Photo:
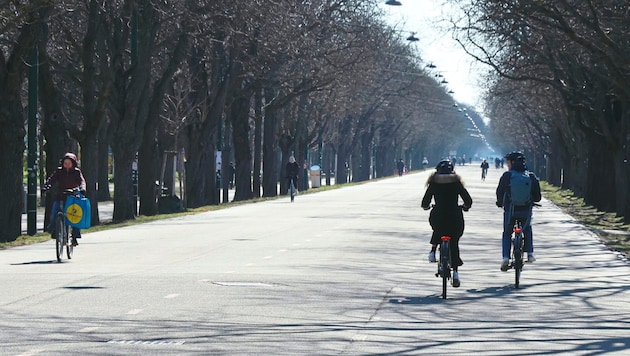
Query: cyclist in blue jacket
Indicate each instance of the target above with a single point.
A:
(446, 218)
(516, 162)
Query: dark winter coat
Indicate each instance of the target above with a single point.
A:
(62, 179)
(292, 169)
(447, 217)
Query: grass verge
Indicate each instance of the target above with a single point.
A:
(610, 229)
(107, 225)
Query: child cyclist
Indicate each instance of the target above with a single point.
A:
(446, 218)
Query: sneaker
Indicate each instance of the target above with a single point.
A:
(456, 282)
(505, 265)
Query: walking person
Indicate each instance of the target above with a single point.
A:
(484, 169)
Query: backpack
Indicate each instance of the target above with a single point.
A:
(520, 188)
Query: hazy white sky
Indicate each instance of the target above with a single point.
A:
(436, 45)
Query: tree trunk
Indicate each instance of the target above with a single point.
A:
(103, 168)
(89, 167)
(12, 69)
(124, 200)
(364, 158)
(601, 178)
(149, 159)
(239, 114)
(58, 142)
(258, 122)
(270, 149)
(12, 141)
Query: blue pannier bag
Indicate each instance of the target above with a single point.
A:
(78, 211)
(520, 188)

---

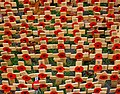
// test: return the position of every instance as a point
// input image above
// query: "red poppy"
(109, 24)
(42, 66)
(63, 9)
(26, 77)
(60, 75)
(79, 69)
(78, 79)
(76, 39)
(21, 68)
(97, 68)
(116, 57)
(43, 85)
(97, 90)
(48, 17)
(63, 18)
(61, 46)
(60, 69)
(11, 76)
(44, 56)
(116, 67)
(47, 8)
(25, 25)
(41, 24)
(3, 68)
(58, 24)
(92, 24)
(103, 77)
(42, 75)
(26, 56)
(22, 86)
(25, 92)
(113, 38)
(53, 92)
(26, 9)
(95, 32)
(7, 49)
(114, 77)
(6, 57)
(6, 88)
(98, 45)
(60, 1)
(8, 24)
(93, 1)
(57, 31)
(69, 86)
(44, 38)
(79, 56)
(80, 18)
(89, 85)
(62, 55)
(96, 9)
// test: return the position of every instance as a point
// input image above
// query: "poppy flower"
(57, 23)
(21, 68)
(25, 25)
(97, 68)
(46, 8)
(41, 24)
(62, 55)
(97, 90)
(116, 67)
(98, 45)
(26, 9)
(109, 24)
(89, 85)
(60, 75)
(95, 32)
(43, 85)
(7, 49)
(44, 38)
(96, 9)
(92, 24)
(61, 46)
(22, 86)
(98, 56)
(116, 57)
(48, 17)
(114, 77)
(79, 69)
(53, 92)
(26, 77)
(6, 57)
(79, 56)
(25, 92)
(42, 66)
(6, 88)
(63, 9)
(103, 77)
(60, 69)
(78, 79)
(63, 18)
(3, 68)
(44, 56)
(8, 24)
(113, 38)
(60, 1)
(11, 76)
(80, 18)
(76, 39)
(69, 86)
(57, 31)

### DIRECTIONS
Only one stretch of the records above is wanted: the lines between the one holding "Query: walking person" and the one holding "Query: hazy white sky", inclusive, reproduced exactly.

### ANSWER FOR THE TASK
Query: walking person
Indicate each instance of the target above with a single point.
A:
(484, 169)
Query: backpack
Indicate each instance of the target above with a single point.
A:
(520, 188)
Query: hazy white sky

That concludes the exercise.